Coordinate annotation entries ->
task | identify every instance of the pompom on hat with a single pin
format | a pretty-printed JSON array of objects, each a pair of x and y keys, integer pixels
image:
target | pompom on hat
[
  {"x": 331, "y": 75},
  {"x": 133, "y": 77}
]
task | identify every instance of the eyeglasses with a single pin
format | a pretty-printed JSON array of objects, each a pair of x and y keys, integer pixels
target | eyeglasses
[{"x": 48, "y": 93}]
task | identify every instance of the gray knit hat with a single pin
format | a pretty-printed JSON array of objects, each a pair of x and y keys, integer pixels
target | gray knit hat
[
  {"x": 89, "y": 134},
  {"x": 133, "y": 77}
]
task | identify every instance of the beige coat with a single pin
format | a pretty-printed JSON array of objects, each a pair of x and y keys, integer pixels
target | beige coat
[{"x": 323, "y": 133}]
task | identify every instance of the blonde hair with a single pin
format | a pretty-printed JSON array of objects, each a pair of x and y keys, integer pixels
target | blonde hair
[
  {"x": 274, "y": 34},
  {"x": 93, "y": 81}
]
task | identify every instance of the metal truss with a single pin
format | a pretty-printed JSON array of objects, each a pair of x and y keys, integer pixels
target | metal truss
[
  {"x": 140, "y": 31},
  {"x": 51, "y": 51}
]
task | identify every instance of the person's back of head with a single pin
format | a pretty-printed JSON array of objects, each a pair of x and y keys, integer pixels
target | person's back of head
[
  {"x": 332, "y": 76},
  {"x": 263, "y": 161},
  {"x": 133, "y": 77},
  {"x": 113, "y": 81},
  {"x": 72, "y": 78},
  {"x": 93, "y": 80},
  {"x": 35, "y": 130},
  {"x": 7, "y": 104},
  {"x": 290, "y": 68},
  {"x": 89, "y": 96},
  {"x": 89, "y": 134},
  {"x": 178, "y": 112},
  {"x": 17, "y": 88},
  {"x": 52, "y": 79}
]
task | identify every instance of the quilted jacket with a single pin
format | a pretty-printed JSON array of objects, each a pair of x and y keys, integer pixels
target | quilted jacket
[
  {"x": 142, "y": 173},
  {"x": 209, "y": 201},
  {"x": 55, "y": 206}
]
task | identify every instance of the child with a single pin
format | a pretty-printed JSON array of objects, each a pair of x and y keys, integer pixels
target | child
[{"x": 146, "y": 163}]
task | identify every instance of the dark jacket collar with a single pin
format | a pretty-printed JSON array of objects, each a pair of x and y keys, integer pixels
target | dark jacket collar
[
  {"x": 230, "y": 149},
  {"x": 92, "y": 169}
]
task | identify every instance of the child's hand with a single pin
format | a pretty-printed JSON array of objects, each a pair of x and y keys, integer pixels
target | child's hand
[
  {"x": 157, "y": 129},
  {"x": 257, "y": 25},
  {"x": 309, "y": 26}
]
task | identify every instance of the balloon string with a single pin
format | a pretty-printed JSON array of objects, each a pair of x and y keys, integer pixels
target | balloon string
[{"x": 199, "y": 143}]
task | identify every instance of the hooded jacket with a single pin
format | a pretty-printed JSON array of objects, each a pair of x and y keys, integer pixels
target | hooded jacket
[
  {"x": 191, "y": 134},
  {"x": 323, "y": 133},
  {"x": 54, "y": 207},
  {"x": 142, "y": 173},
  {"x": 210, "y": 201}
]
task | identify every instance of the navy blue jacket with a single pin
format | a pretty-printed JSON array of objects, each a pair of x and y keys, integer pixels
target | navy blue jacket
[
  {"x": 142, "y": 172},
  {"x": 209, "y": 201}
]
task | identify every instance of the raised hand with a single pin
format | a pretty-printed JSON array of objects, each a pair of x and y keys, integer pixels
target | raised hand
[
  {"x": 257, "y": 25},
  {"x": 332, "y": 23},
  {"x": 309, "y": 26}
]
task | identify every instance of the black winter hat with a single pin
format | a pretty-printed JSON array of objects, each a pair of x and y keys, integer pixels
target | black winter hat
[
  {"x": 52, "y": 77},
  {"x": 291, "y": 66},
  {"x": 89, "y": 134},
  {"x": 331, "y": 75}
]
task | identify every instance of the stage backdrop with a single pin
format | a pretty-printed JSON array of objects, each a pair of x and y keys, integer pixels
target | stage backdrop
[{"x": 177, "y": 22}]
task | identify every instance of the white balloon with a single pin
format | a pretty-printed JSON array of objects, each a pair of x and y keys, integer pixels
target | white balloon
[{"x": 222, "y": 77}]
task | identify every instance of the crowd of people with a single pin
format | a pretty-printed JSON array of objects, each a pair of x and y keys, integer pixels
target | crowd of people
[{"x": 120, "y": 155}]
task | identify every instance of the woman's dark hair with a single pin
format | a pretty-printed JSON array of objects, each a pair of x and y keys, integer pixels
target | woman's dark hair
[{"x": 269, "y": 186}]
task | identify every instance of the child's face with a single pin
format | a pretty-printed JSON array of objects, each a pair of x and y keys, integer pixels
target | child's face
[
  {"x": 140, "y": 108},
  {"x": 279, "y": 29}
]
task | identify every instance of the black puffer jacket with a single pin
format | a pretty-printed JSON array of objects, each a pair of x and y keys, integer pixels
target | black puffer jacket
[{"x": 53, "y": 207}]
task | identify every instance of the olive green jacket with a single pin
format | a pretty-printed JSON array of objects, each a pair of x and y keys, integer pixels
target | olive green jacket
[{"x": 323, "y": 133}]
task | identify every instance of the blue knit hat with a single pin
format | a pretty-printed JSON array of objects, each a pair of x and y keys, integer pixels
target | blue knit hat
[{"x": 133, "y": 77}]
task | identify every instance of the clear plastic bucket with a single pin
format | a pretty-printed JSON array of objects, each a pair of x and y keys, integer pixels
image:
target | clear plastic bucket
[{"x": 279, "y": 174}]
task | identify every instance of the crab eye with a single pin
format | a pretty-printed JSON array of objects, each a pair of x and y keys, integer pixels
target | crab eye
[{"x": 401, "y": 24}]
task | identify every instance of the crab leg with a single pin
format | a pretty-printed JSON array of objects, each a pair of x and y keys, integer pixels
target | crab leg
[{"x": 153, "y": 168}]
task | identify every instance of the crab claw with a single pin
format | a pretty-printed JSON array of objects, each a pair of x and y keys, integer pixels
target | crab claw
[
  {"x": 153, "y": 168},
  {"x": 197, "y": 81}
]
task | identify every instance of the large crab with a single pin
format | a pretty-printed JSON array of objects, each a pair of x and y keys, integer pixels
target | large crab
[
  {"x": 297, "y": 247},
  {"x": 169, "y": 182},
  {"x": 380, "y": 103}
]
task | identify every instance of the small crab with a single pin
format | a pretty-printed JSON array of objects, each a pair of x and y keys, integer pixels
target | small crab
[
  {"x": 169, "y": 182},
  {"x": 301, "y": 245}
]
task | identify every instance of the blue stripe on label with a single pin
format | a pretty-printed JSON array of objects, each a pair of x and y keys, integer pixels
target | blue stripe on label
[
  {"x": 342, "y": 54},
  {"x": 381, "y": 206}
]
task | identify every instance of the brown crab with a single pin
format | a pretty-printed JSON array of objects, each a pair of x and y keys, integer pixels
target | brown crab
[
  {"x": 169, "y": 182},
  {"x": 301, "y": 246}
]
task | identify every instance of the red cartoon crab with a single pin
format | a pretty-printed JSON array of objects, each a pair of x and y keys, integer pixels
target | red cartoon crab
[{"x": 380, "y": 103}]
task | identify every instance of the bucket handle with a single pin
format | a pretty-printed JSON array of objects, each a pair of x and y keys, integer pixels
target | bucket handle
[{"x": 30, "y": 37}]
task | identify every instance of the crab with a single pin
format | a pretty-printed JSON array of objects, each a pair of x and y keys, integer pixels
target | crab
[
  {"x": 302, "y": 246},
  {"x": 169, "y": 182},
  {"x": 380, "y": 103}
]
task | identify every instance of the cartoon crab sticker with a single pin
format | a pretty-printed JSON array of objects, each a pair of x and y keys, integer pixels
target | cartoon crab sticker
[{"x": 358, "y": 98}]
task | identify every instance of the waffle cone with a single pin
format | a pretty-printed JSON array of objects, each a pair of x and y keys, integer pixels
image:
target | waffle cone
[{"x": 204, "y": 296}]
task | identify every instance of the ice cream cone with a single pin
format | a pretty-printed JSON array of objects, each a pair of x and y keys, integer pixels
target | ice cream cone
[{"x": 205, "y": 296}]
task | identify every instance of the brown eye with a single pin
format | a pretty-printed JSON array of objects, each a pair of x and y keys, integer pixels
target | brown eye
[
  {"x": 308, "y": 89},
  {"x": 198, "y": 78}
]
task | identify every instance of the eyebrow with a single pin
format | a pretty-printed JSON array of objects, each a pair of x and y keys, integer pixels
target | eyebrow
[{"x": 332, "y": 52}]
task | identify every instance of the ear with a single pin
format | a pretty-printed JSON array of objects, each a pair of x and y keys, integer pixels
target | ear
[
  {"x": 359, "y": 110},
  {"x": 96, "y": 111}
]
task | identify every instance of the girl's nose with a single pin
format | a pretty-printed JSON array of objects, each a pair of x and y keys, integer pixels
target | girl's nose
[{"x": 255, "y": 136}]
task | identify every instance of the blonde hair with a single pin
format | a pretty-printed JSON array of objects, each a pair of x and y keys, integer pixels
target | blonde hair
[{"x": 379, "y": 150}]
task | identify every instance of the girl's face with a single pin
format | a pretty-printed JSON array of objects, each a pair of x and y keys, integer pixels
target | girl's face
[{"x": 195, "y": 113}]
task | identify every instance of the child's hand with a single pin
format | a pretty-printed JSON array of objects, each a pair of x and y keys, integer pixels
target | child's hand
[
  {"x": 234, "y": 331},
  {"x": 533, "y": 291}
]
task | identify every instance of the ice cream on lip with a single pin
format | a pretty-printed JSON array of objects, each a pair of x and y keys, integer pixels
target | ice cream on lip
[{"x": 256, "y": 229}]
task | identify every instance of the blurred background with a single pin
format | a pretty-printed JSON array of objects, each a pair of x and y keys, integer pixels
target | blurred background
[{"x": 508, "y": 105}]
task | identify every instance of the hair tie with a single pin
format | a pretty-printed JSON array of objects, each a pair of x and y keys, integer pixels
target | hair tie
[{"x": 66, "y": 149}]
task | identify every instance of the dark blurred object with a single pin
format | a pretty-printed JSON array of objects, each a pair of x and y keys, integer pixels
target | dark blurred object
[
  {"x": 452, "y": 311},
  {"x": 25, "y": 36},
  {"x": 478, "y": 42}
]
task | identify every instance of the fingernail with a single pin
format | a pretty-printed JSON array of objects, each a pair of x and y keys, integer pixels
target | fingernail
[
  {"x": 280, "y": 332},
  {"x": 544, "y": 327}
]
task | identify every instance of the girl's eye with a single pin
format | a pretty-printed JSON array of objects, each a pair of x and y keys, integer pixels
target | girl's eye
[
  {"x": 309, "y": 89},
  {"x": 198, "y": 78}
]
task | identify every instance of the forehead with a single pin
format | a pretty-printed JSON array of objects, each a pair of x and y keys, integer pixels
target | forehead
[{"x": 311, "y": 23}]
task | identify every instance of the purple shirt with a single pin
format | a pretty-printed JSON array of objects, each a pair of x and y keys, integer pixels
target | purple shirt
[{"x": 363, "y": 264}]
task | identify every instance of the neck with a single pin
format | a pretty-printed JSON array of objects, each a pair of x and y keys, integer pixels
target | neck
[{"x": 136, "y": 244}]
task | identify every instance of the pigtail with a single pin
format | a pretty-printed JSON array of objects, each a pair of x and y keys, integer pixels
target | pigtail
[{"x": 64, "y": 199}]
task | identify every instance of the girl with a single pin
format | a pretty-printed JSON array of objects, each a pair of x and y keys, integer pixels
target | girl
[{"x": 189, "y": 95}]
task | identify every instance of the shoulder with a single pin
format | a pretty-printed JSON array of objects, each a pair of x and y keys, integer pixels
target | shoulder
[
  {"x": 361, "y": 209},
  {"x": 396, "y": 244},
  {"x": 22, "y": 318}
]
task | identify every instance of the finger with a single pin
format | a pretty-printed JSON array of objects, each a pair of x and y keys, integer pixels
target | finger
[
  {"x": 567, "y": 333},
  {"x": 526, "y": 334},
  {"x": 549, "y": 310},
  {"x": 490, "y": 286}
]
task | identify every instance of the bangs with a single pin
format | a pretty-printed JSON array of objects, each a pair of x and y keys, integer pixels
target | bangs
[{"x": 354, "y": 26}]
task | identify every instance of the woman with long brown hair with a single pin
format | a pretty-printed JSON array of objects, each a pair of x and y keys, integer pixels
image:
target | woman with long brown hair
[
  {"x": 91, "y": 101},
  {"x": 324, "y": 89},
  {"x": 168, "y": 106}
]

What to produce ->
Reproduce, word for word, only the lines from the one that contains "task | identify every instance of the purple" through the final line.

Worked solution ->
task | identify every instance of the purple shirt with a single pin
format | a pretty-printed JSON array of objects, each a pair of x and y keys, integer pixels
target | purple shirt
[{"x": 363, "y": 264}]
task | identify every instance of the neck with a single pin
format | a pretty-printed JSON array of objects, each a pair of x and y keys, integer pixels
target | neck
[{"x": 136, "y": 244}]
task | identify every instance of the pigtail with a single pin
format | a pretty-printed JSON array of objects, each a pair of x and y keys, integer pixels
target | pigtail
[{"x": 64, "y": 199}]
task | identify every instance of the girl with a single pin
format | a pretty-printed JSON array of objects, each a pair of x and y keys, integer pixels
target | girl
[{"x": 189, "y": 95}]
task | identify every instance of the shoulder with a single pin
format | a pretty-printed JSON array of objects, each a pair of x and y keys, integer pixels
target | shoulder
[
  {"x": 361, "y": 209},
  {"x": 396, "y": 244},
  {"x": 22, "y": 318}
]
task | identify every instance of the finger with a single pin
format | a pretty-printed JSON array of objects, each a pair of x and y keys, integer pixels
target | finger
[
  {"x": 567, "y": 333},
  {"x": 526, "y": 334},
  {"x": 549, "y": 310},
  {"x": 490, "y": 286}
]
task | identify every instance of the bangs with a single pin
format | a pretty-printed JSON array of objects, each a pair of x and y keys, integer pixels
target | bangs
[{"x": 354, "y": 26}]
task | identify every instance of the woman with long brown hair with a single pin
format | a pretty-printed JSON array of objects, each a pair of x and y keys, integer pixels
image:
target | woman with long brown hair
[
  {"x": 91, "y": 101},
  {"x": 324, "y": 89},
  {"x": 168, "y": 106}
]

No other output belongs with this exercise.